▶ **Task objective**: Can you write out again, in full, the lines starting at the one containing "target | braille book" and ending at the one containing "(1049, 256)", shifting every point coordinate up by 129 and leaving all other wording as it is?

▶ **Records provided**:
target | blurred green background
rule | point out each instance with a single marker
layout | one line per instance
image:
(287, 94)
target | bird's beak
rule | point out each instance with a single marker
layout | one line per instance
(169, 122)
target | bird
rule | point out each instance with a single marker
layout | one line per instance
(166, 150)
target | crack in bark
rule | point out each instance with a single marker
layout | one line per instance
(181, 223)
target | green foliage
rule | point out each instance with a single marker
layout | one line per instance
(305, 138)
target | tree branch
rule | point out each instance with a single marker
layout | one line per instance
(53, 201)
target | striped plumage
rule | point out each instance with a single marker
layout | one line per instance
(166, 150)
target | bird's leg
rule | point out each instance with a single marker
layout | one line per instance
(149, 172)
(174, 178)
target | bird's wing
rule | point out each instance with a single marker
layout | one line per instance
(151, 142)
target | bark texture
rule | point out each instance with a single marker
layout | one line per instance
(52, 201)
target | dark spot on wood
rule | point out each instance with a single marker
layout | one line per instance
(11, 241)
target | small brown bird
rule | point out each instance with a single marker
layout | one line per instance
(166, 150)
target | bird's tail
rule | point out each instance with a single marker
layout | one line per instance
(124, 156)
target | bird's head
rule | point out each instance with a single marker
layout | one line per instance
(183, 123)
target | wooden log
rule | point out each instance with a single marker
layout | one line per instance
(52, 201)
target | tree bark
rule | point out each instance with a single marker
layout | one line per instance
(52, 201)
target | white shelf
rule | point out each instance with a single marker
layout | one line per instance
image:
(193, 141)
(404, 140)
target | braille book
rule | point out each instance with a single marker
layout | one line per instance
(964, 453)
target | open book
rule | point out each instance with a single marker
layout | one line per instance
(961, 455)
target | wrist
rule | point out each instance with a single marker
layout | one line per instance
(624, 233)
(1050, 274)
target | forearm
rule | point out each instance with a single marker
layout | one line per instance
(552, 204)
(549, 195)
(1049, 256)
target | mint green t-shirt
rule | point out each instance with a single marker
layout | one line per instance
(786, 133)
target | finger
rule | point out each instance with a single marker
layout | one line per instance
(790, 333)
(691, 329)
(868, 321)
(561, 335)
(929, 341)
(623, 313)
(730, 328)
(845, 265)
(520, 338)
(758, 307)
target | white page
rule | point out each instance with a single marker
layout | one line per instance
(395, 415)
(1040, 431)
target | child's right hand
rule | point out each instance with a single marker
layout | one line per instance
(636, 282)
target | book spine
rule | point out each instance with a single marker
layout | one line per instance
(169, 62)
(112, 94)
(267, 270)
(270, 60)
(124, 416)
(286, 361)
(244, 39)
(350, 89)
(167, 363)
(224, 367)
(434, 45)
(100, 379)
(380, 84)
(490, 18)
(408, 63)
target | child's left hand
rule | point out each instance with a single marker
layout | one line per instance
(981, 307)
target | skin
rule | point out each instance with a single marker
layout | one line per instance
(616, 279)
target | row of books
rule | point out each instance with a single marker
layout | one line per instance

▶ **Solution**:
target | braille book
rule | point out each instance with a single marker
layout | one line per instance
(1093, 582)
target | open book
rule | point out each instance with a single marker
layout | one line per instance
(1090, 584)
target | wrist
rule | point out each instance with a single marker
layout | one line per instance
(753, 362)
(1179, 403)
target | forearm
rule | point out each instance with a single marker
layout | one line per instance
(681, 333)
(678, 324)
(1178, 385)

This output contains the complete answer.